* PROMPT:
Using the records below, give again exactly the lines from the line that contains "<point>72,407</point>" through the line that contains "<point>820,792</point>", both ends included, and only those.

----------------

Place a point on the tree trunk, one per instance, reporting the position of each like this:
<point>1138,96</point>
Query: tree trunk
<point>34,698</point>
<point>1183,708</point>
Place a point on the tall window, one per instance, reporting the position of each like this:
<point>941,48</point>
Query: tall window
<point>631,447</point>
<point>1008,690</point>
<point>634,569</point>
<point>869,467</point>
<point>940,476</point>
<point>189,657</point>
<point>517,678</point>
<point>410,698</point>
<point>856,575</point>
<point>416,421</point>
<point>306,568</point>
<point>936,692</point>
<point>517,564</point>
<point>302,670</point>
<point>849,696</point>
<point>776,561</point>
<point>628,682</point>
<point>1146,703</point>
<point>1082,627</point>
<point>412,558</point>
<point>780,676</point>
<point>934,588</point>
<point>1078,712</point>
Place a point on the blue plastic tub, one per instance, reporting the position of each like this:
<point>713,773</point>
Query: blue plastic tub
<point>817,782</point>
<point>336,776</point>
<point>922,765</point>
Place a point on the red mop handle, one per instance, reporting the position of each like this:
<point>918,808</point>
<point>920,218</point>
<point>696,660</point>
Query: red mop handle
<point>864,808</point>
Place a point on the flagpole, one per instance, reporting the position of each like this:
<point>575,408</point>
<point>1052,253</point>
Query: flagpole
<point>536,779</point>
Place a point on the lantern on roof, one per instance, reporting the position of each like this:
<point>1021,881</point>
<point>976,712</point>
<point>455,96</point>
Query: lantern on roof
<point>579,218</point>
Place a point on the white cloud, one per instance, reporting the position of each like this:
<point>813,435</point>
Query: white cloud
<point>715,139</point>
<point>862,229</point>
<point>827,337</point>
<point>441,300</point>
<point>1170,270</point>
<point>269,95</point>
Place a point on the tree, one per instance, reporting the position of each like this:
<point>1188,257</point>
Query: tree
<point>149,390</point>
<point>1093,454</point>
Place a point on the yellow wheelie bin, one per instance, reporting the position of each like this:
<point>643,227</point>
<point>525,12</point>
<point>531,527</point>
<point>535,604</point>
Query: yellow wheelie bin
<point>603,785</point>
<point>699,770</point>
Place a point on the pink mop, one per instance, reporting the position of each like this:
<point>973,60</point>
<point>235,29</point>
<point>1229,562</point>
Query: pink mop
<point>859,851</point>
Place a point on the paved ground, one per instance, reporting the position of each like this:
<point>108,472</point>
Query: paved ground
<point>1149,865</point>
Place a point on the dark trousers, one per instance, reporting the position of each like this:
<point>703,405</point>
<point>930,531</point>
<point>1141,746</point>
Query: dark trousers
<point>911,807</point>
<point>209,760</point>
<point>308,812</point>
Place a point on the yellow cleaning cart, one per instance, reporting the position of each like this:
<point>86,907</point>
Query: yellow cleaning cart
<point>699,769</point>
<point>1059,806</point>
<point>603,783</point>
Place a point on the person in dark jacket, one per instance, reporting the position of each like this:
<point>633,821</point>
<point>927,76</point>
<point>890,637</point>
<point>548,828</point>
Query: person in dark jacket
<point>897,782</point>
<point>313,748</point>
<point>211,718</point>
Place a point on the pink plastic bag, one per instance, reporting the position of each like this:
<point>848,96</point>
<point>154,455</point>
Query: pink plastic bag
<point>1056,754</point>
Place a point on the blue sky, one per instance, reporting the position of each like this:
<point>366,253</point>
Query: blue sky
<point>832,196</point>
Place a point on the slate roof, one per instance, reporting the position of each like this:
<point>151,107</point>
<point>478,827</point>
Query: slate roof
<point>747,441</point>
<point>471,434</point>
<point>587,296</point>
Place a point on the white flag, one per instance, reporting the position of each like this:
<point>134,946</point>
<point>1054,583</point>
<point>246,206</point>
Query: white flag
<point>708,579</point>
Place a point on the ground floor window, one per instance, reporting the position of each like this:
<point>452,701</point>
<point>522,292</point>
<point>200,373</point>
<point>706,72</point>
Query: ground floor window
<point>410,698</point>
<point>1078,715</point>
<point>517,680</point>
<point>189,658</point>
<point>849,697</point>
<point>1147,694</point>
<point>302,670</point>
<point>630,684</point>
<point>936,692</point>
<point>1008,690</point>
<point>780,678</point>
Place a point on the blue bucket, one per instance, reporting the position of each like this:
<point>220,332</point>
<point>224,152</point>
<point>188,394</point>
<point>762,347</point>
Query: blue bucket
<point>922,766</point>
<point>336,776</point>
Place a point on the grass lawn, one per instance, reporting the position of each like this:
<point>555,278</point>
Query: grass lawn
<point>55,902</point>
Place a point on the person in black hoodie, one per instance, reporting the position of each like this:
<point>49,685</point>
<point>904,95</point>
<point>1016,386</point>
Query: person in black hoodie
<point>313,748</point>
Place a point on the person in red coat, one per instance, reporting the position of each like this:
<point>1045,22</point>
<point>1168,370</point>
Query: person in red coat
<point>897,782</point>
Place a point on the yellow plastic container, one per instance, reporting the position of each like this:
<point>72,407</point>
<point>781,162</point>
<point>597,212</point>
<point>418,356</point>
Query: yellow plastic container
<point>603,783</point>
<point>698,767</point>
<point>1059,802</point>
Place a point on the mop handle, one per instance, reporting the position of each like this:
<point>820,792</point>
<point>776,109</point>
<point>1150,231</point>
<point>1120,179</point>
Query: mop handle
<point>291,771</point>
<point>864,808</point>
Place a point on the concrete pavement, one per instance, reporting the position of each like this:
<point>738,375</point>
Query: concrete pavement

----------------

* YOUR SOLUTION:
<point>72,407</point>
<point>781,162</point>
<point>597,212</point>
<point>418,356</point>
Query: yellow plastic container
<point>603,783</point>
<point>698,767</point>
<point>1059,802</point>
Place a point on the mop handle, one per instance, reporting the position of each like this:
<point>820,792</point>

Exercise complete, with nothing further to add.